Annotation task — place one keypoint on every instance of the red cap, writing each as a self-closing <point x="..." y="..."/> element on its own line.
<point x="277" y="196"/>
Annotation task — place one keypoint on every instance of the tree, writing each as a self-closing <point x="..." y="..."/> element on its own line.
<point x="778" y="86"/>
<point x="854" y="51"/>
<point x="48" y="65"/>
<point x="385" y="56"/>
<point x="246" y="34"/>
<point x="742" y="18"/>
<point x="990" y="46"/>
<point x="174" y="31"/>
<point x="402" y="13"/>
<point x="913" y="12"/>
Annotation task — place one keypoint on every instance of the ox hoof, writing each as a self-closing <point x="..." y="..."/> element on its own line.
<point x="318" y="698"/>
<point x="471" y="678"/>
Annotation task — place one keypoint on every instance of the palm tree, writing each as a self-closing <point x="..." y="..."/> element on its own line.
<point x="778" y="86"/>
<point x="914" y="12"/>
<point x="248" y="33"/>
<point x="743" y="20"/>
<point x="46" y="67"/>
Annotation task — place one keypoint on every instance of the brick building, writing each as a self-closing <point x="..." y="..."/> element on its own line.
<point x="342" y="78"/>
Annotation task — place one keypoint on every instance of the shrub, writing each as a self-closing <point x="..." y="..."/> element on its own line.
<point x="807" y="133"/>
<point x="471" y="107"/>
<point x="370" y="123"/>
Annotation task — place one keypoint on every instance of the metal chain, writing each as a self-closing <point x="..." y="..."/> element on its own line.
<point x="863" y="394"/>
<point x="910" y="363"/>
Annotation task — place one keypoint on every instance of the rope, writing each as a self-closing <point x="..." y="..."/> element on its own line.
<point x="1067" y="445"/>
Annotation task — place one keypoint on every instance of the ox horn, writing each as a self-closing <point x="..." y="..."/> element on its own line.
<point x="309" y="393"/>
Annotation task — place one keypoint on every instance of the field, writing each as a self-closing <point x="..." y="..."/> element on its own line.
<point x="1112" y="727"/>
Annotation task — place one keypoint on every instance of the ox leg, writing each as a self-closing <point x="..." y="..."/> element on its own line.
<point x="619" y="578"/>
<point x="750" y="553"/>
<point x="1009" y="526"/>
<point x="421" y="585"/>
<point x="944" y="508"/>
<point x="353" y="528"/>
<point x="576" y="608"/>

+ + + + + + +

_Aim of the exercise:_
Quote verbatim the line containing "the shrub, writing" and every line after it through the end of the records above.

_Written answer:_
Annotation task — place one keypoint on every instance of the shrub, writing each as a self-closing <point x="..." y="..."/> element on its own line.
<point x="807" y="133"/>
<point x="471" y="107"/>
<point x="370" y="123"/>
Annotation task — place one keypoint on every instance of the metal chain, writing each as a self-closing <point x="..." y="..."/> element on its own line.
<point x="863" y="394"/>
<point x="910" y="363"/>
Annotation task — place one keypoint on every instance of the rope, writing each as a self-closing <point x="..." y="..."/> element on its own line.
<point x="1067" y="445"/>
Annotation task — place one keypoint on every instance of the ox horn, writing each as a self-closing <point x="..." y="..."/> element on its own line.
<point x="309" y="393"/>
Annotation task — place one keypoint on every instance of the field, writing each as a self-closing <point x="..." y="..."/> element on its own line.
<point x="1112" y="727"/>
Annotation task — place one keypoint on every instance of the ox leg, writing each as a self-closing <point x="..." y="..."/> element on its own line.
<point x="619" y="578"/>
<point x="750" y="553"/>
<point x="1009" y="526"/>
<point x="421" y="585"/>
<point x="944" y="508"/>
<point x="353" y="528"/>
<point x="576" y="608"/>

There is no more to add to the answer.